EXERCISE INSTRUCTIONS:
Reproduce the entries verbatim, starting at the line containing "Return one point per instance of the white" and ending at the line containing "[(573, 507), (607, 601), (675, 605), (536, 597)]", with both of those lines included.

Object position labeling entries

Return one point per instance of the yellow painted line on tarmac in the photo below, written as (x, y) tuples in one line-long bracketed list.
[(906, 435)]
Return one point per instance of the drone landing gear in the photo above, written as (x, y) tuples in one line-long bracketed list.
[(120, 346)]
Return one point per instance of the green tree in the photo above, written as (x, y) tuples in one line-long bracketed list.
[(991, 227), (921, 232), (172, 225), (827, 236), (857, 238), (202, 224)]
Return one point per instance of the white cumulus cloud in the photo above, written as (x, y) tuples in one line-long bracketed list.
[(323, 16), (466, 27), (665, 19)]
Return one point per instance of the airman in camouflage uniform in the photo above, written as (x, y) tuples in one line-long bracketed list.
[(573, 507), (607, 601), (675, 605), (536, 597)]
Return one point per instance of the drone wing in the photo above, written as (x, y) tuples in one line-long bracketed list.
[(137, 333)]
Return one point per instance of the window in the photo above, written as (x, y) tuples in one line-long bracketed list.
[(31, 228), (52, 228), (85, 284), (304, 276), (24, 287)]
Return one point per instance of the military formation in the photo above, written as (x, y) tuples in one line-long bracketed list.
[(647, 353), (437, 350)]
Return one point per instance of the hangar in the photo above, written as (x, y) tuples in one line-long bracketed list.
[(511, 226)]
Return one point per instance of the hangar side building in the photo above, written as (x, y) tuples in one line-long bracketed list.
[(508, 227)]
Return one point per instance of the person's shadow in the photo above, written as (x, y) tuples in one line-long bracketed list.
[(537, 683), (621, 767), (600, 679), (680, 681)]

ANSWER TO THE PROBLEM:
Return one point per instance of the white cumulus cloud in the photo above, written as (x, y) tuples in one line-long bracketed list.
[(323, 16), (466, 27), (665, 19)]
Return one point per instance of the airman in camouflage uniform in the photo above, written as (x, y) tuples in one line-long bracketed list.
[(573, 507), (607, 601), (675, 605), (536, 597)]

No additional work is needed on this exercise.